Objective
Count the lines in the records below that contain the string "uniform", matching case exactly, and give only the number.

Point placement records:

⁂

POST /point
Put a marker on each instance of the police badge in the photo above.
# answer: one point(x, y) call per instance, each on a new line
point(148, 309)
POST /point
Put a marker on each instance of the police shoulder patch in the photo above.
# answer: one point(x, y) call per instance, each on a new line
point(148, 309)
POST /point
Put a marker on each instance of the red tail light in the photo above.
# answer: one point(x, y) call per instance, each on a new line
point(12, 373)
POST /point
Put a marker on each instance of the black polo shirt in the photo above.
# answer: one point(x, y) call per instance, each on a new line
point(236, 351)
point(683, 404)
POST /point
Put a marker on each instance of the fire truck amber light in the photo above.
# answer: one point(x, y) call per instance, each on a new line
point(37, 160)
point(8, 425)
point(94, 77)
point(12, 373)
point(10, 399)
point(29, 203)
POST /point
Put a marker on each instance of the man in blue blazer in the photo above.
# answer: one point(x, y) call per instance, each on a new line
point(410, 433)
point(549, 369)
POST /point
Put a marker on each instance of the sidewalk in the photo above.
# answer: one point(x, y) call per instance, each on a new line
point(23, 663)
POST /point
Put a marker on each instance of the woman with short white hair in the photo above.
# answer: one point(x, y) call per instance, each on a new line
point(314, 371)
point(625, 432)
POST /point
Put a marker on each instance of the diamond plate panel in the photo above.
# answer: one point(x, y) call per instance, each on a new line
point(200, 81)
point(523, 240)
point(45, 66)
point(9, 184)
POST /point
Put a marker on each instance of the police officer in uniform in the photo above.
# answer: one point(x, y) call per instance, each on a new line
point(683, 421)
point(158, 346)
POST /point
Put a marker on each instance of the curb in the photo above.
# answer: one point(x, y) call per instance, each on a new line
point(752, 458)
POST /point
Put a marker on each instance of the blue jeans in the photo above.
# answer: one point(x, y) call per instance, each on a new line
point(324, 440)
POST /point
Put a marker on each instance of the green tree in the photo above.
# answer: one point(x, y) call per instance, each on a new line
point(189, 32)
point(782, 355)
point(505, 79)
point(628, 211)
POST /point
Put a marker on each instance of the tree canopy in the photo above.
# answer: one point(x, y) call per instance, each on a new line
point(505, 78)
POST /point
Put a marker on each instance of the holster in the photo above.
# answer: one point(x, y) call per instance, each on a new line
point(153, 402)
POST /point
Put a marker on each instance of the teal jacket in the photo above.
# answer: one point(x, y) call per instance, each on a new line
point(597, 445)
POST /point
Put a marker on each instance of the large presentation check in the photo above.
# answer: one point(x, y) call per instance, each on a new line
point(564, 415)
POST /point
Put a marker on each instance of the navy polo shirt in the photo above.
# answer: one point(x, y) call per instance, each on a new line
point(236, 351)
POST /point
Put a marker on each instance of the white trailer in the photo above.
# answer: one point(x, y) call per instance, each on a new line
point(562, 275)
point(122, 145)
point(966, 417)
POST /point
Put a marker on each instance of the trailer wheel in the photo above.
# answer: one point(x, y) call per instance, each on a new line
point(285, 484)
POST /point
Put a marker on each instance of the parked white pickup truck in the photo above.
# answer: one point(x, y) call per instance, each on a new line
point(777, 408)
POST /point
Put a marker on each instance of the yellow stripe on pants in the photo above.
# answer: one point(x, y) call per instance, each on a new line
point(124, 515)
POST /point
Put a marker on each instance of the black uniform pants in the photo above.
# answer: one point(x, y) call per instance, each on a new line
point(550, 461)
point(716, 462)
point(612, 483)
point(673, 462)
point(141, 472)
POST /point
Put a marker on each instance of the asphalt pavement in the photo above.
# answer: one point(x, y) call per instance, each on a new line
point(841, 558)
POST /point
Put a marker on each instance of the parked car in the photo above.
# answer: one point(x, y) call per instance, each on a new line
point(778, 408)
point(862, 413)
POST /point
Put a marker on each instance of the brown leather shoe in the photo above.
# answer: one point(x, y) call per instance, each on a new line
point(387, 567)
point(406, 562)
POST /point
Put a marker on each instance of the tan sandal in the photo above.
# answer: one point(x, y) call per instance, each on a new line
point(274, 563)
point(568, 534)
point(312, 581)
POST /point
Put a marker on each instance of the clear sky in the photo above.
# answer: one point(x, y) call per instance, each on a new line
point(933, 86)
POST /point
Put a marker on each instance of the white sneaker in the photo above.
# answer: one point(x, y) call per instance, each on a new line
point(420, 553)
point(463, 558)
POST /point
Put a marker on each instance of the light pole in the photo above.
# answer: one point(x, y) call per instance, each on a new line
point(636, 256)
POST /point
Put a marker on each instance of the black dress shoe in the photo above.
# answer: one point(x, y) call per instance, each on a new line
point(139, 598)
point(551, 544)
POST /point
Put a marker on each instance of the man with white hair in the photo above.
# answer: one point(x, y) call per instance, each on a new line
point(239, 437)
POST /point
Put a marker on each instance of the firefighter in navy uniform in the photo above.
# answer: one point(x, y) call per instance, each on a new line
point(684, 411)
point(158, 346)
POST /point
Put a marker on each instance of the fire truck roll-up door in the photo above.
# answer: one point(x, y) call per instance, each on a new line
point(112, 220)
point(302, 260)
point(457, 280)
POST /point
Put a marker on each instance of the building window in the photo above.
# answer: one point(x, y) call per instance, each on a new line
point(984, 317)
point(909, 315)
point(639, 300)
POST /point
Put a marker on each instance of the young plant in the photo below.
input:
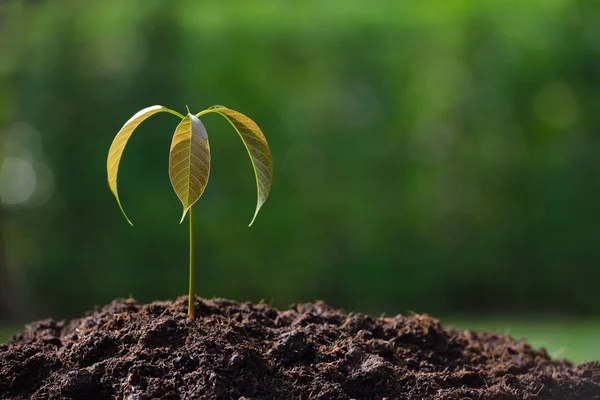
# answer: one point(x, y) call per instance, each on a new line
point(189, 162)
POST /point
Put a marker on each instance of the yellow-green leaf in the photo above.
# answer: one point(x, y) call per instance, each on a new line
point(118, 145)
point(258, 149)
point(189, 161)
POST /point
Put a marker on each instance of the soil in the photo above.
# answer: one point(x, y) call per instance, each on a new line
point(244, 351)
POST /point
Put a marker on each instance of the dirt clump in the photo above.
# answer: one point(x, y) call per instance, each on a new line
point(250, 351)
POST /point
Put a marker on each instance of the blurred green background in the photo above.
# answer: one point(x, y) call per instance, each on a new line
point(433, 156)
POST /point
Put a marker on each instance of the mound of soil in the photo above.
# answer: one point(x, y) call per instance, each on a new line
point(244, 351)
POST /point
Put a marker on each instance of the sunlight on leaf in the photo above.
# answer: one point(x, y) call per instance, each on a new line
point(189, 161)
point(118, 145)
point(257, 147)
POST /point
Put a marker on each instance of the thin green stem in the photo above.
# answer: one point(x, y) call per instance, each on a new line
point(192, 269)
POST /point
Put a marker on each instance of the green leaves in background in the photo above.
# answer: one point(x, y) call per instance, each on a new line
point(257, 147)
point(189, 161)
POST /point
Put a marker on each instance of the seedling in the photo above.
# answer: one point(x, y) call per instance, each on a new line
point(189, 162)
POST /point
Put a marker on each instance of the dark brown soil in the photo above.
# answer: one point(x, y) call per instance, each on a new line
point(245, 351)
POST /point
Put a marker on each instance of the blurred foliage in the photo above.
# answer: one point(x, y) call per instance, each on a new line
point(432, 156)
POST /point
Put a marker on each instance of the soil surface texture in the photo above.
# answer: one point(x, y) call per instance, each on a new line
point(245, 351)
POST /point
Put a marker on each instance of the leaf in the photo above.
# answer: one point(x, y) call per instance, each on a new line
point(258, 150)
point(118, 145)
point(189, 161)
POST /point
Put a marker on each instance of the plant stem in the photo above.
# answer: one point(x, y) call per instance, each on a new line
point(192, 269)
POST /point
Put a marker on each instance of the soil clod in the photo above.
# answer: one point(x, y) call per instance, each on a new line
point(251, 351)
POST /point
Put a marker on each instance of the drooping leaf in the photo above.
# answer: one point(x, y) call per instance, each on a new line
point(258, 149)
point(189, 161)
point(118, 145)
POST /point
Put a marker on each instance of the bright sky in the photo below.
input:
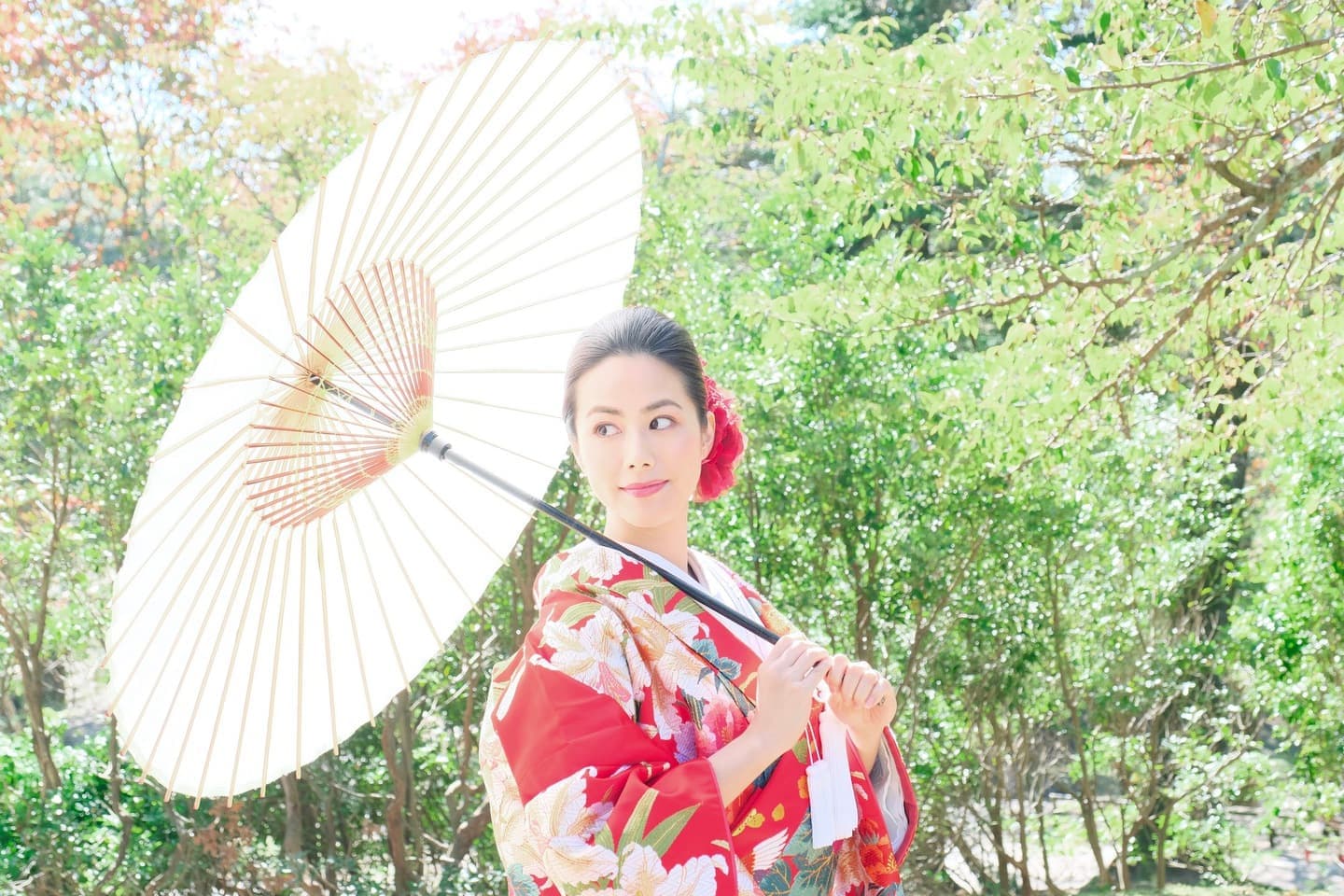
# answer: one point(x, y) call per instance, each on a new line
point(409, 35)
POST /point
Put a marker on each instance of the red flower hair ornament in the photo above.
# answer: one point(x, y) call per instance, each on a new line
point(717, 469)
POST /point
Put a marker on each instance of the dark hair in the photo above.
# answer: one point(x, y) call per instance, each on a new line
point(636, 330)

⁂

Answer to the problem
3